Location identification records
>> start
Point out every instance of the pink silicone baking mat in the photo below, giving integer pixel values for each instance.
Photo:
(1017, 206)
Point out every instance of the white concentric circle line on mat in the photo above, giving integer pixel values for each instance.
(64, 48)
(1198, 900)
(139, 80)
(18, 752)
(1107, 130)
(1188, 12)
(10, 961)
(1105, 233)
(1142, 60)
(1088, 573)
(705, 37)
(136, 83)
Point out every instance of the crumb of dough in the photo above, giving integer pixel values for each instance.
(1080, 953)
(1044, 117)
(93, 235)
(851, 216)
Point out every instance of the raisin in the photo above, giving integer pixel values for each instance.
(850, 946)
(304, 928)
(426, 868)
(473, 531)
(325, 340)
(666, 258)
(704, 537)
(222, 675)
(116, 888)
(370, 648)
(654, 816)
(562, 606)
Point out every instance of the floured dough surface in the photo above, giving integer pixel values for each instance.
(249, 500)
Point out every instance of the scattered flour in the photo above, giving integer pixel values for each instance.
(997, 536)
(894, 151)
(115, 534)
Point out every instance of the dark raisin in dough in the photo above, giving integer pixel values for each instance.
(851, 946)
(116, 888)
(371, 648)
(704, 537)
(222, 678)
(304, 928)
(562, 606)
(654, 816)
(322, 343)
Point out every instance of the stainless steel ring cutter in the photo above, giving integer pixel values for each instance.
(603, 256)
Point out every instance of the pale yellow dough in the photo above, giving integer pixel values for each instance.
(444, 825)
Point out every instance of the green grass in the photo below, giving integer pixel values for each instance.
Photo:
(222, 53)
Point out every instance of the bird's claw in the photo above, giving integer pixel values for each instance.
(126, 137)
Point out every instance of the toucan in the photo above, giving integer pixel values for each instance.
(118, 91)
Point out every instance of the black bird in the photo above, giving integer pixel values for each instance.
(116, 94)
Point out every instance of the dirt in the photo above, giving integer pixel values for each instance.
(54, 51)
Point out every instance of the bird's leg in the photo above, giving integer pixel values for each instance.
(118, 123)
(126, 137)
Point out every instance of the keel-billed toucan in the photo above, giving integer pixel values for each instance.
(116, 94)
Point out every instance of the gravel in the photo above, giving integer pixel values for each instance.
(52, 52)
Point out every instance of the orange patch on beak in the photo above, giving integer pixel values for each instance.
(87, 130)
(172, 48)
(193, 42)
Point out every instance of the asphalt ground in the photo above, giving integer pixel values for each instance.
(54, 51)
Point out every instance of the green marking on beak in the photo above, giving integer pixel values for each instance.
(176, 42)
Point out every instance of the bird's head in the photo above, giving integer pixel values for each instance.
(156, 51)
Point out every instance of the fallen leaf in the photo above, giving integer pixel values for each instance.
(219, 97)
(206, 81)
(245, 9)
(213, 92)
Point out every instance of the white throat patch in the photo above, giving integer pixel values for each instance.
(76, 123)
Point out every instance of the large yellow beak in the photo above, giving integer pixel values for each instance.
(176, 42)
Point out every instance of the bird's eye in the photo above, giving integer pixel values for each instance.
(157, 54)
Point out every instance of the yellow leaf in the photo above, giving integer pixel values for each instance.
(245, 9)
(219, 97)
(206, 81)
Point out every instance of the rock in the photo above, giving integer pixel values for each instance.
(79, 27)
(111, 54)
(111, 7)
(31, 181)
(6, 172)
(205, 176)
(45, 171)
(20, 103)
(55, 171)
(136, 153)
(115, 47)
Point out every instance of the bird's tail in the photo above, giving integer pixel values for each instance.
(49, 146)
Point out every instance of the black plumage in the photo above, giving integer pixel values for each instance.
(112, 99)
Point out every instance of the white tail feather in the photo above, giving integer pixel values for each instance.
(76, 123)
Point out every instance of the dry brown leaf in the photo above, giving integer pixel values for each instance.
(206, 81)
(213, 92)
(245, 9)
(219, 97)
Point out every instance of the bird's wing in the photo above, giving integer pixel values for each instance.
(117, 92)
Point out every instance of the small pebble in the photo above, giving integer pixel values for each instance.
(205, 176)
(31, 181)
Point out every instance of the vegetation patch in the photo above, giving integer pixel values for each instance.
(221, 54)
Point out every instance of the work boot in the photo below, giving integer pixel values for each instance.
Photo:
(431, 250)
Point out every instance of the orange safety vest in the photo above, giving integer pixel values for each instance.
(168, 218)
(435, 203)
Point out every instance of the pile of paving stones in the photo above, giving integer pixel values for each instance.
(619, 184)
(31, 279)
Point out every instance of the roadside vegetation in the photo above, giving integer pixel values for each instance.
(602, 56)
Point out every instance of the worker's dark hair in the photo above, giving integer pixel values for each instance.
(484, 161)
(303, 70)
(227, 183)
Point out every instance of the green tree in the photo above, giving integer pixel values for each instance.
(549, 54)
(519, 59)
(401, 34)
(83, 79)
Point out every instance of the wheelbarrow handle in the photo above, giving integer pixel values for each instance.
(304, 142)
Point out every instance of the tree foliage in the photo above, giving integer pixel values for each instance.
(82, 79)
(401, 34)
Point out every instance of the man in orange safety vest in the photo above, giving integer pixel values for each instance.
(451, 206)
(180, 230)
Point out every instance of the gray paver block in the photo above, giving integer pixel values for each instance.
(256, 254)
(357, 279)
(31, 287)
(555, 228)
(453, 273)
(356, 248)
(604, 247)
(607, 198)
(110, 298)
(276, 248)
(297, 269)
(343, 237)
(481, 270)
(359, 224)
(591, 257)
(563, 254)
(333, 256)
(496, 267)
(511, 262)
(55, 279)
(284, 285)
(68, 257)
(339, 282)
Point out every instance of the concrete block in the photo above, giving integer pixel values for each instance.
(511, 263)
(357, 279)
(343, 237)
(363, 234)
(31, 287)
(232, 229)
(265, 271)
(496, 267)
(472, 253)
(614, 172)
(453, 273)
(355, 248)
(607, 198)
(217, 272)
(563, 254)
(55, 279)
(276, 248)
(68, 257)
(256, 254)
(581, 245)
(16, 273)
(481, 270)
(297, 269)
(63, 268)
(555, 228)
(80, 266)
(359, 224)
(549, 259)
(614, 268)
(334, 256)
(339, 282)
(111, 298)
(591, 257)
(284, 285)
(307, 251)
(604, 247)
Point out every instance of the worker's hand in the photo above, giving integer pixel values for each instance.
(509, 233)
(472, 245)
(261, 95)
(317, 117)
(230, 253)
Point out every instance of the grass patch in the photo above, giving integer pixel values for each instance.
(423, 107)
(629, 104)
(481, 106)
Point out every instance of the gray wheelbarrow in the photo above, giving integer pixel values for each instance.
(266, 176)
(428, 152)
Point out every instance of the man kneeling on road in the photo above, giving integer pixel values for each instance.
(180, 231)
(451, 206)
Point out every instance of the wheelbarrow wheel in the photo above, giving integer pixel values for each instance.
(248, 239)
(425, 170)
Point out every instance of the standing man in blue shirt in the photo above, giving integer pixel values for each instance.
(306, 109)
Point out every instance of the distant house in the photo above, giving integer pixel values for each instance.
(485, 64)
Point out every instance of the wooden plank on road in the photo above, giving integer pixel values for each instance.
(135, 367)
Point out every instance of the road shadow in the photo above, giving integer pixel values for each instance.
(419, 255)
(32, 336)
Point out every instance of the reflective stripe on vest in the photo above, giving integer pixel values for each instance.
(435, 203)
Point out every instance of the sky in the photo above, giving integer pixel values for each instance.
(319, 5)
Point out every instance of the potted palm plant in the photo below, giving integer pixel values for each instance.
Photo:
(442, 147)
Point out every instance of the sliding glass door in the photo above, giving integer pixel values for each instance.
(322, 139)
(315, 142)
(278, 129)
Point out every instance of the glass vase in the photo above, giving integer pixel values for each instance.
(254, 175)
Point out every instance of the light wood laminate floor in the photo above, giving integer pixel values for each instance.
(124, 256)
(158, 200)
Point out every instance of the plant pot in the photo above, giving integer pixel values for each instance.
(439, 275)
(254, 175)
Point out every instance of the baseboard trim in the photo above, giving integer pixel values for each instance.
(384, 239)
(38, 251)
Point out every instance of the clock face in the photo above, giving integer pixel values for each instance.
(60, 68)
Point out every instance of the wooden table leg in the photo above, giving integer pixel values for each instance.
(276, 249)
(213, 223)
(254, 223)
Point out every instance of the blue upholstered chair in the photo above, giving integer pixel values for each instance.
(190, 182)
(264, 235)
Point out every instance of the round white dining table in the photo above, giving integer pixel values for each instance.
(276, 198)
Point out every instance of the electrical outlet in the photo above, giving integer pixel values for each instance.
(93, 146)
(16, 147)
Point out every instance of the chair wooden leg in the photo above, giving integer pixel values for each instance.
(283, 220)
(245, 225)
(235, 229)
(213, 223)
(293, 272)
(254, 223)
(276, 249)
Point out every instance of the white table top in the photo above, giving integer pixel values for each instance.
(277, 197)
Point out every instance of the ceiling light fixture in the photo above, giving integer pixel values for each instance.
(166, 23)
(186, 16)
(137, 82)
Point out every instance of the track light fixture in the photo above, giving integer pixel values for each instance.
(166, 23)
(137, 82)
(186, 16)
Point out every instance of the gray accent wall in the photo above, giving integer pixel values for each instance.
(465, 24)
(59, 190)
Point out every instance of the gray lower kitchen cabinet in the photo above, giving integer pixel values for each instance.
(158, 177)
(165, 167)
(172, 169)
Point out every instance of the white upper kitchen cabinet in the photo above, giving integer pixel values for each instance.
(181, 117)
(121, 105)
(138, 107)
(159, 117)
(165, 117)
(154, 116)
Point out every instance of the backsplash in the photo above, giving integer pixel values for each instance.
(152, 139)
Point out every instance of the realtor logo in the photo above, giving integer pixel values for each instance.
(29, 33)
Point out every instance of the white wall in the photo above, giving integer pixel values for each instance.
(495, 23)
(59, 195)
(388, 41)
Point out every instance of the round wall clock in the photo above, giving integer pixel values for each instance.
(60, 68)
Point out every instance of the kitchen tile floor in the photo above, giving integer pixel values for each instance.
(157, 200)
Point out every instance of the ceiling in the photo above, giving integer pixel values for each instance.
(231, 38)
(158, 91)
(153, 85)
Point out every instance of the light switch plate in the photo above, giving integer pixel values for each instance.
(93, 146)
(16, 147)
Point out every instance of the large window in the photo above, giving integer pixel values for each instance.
>> end
▶ [What the task requires]:
Copy the lines from the start of the records through the line containing "(1017, 206)", keeping every character as it appears.

▶ [Result of the task]:
Point out every instance of the pink silicone baking mat in the photo below, giving integer pixel values for each instance.
Photo:
(1017, 206)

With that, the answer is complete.